Text segment.
=-=-=-=-=

The deep south will never shake off its troubled past. Charleston is, after all, where Porgy and Bess forged their tragic romance amidst the chaos of the fictional Catfish Row. But this vast expanse of land which sweeps through the old states and down onto the Gulf Coast can look to food as a redemptive product of a troubled history. Charleston is one of those cities where the southern hospitality is matched by its food.
“I had a feeling about Charleston and Savannah, they have strong Irish roots,” recalls McMahon who was living in Santa Monica in California when he and his wife decided they would return to the east coast to settle down.
“I didn’t know a lot about Charleston, I knew a hurricane hit it in 1989. My wife’s in the medical field. The headhunter at the Medical University in Charleston called her, not even knowing that we were interested. I told her to take the interview and the rest is history.”
The story stretches back further of course. McMahon’s father Tony and his Austrian mother Traudel were both chefs and not long after Frank was born in Germany, the McMahons moved to Limerick and on to Caherdavin. Frank attended St Munchin’s but was earning his keep in the catering industry from the age of 12. His father worked at various restaurants and he also opened his own one in Clare: Thissilldous (pronounced “this’ll do us”).
“Back in those days, Ireland was in the doldrums. I was trying to figure out if I’d go into hotel management, would I be a chef, would I go to university. But this way of life was set out for me, why not follow it?”
He got an opportunity to work a summer in the US as a 20-year-old. “When I became legal I attended the Culinary Institute in New York. I was seven years in the New York/Connecticut area and left for LA in 1992.”
Not everything went smoothly that day in 1999 when Hank Holliday decided to drop in on the “wild Irish chef” at Elliot’s to see what he was made of. When mussels spawn — which happens a handful of times a year — it is impossible to tell until the customer opens up their own shell. Not every batch can be tested and it was rotten luck. But he wanted that job at Hank’s and stepped up his game for the second course.
It was the beginning of a relationship built on compromise. As opening day approached, McMahon finalised an elaborate menu which led Holliday to set down a marker for his ambitious young charge: “We’re in the south. We’ve got to have Lowcountry cuisine and there has to be fried seafood. This modern, contemporary stuff will not fly.”
The southern palate is not to be toyed with and McMahon and Holliday met in the middle. But over the years, Charleston has evolved at an enormous rate, something which is reflected in the diversity of his recipes. McMahon also brings his own influences to the book, be it combining scallops and the red cabbage of his Germanic background or extolling the virtues of the Limerick fish and chip shops of his youth.
The experimentation is all well and good — how an outsider like him treats corn, okra and grits is the dealbreaker.
“Once you understand it and eat it, it becomes another beautiful thing to work with,” he says.
A phrase that could be applied to the south in general.
“It is what it is,” McMahon acknowledges. “There is no hiding the stereotypes, they’re definitely there. There’s a rich history with the civil war. The north-south divide isn’t as bad as it used to be but it’s still a factor. History dies slowly.
“But it’s very hospitable. People are always blown away by it when they come here. Especially in the service industry where you can become a bit jaded dealing with the public. There’s a genuine southern hospitality that’s hard to match.
“The beauty about Charleston is that it has great weather, great history, great food and fantastic golfing nearby. We’ve been very fortunate as well with the teflon economy we have here, it’s been buffered against what has gone on elsewhere.
“Industry is coming here now. Boeing set up their headquarters here. It’s hard to beat this place at the moment. I don’t stick around in places, I have itchy feet. This has been home since 1994 and it’ll take a long time to get me out of here.”

=-=-=-=-=

What to do.
Answer these questions from the article:
1. In what country was Frank McMahon born?
2. Where was McMahon living when he and his wife decided to return to the east coast?
3. Which company set up its headquarters in Charleston?
The data after the article is not needed.

Records from a data collection
=-=-=-=-=

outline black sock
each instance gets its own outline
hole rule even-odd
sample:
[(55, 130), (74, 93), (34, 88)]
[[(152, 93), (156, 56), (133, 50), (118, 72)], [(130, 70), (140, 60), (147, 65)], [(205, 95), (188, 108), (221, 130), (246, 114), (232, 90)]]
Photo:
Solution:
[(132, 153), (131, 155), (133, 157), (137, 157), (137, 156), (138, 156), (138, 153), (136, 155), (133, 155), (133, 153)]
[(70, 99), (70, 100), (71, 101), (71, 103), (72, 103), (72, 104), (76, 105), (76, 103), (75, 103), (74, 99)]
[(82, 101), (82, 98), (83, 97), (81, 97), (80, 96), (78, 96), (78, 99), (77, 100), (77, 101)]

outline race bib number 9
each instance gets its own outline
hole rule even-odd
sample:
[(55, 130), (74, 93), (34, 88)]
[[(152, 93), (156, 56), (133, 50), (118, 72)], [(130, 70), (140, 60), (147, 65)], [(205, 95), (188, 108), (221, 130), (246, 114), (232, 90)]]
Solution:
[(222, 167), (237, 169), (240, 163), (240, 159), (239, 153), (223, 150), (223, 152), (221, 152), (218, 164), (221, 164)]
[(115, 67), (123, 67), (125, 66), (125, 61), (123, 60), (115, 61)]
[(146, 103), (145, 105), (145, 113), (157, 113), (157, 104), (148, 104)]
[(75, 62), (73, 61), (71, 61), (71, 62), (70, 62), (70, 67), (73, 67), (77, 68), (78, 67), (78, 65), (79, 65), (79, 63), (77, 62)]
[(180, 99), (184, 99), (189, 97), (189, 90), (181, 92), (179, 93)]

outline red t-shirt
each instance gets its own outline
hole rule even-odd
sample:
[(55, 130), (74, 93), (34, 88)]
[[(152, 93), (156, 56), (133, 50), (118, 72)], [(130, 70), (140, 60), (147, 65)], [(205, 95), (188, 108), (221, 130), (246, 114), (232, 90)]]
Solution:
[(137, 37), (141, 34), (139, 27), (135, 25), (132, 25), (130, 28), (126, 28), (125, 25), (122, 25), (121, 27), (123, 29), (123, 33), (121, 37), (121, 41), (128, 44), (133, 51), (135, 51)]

=-=-=-=-=

Response to the exercise.
1. Germany
2. Santa Monica, California
3. Boeing